Word for word, restate every line of the listing that follows.

» **Data excerpts**
┄┄┄┄┄┄┄┄┄┄

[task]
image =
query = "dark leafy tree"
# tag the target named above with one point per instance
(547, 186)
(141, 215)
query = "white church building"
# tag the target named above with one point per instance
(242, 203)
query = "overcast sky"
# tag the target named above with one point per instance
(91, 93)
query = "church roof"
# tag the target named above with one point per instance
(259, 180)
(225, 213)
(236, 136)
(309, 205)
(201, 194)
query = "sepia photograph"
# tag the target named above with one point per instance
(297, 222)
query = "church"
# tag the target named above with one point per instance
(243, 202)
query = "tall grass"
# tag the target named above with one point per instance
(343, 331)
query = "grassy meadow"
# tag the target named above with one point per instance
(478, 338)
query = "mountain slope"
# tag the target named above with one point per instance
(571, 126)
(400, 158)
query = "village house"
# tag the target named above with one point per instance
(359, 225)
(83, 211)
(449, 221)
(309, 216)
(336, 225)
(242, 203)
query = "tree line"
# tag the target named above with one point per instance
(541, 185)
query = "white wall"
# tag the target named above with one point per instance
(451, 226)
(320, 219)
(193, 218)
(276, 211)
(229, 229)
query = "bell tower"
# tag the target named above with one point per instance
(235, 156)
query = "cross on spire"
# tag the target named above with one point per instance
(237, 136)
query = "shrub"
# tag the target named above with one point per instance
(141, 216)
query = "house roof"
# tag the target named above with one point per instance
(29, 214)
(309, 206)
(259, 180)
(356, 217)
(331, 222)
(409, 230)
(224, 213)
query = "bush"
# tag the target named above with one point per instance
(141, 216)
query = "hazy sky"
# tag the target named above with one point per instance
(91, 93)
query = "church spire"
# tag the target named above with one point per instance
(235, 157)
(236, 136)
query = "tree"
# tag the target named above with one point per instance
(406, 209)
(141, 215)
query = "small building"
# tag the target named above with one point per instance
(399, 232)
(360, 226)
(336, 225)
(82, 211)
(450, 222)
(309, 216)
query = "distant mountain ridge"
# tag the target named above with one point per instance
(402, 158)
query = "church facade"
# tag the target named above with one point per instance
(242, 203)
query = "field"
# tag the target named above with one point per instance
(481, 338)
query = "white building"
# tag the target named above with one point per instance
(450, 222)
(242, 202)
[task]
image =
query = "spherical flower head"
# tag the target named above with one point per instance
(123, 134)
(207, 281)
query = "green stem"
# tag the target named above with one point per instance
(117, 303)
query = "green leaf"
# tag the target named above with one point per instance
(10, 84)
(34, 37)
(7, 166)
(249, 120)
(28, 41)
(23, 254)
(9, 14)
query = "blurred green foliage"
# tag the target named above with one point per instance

┄┄┄┄┄┄┄┄┄┄

» **Response below**
[task]
image =
query = "dark leafy tree"
# tag the target named above with one point per instance
(547, 186)
(141, 215)
query = "white church building"
# tag the target named above with one point per instance
(242, 203)
query = "overcast sky"
# tag the target named above with one point per instance
(91, 93)
query = "church roof"
# tag the target named above with one point per instance
(259, 180)
(225, 213)
(236, 136)
(309, 205)
(201, 194)
query = "sepia photograph"
# tag the target named above with one point per instance
(297, 222)
query = "church"
# tag the target named above with one point per instance
(243, 202)
query = "tall grass"
# tag the target named above with one point per instance
(343, 331)
query = "grassy meadow"
# tag the target named above with one point per instance
(478, 338)
query = "mountain slope"
# tag the target named above with one point per instance
(571, 126)
(400, 158)
query = "village house"
# tag the target named above with one point per instance
(359, 225)
(83, 211)
(449, 221)
(309, 216)
(336, 225)
(242, 203)
query = "tree line"
# tag the target named above with one point per instance
(541, 185)
query = "white wall"
# tag the target named above with one point per instance
(451, 226)
(320, 219)
(193, 218)
(276, 211)
(229, 229)
query = "bell tower"
# tag the target named above with one point per instance
(235, 156)
query = "cross on spire"
# tag the target named above with one point per instance
(237, 136)
query = "shrub"
# tag the target named above with one point per instance
(141, 216)
query = "house roof"
# tag the target named above with one point per instance
(29, 214)
(309, 206)
(259, 180)
(356, 217)
(331, 222)
(409, 230)
(224, 213)
query = "bush"
# tag the target named above with one point per instance
(141, 216)
query = "hazy sky"
# tag the target named above with one point per instance
(91, 93)
query = "church spire"
# tag the target named above with one point per instance
(235, 157)
(236, 136)
query = "tree"
# tag the target named above with one point per instance
(406, 209)
(141, 215)
query = "small building"
# tag the target named above with one point per instance
(399, 232)
(360, 226)
(336, 225)
(82, 211)
(450, 222)
(309, 216)
query = "distant mountain ridge"
# tag the target named above with one point per instance
(402, 158)
query = "church facade"
# tag the target named above with one point per instance
(242, 203)
query = "field"
# tag the target named above with one point per instance
(481, 338)
query = "white building"
# tag the target named above with one point per instance
(450, 222)
(242, 202)
[task]
image =
query = "spherical flower head"
# tag the target named above with one point per instance
(123, 134)
(207, 281)
query = "green stem"
# tag the target named above with one point per instance
(117, 303)
query = "green leaf"
# tag the target named above with one point per instance
(10, 84)
(34, 37)
(7, 166)
(249, 120)
(28, 41)
(23, 254)
(9, 14)
query = "blurred green foliage"
# tag the target named above with one point per instance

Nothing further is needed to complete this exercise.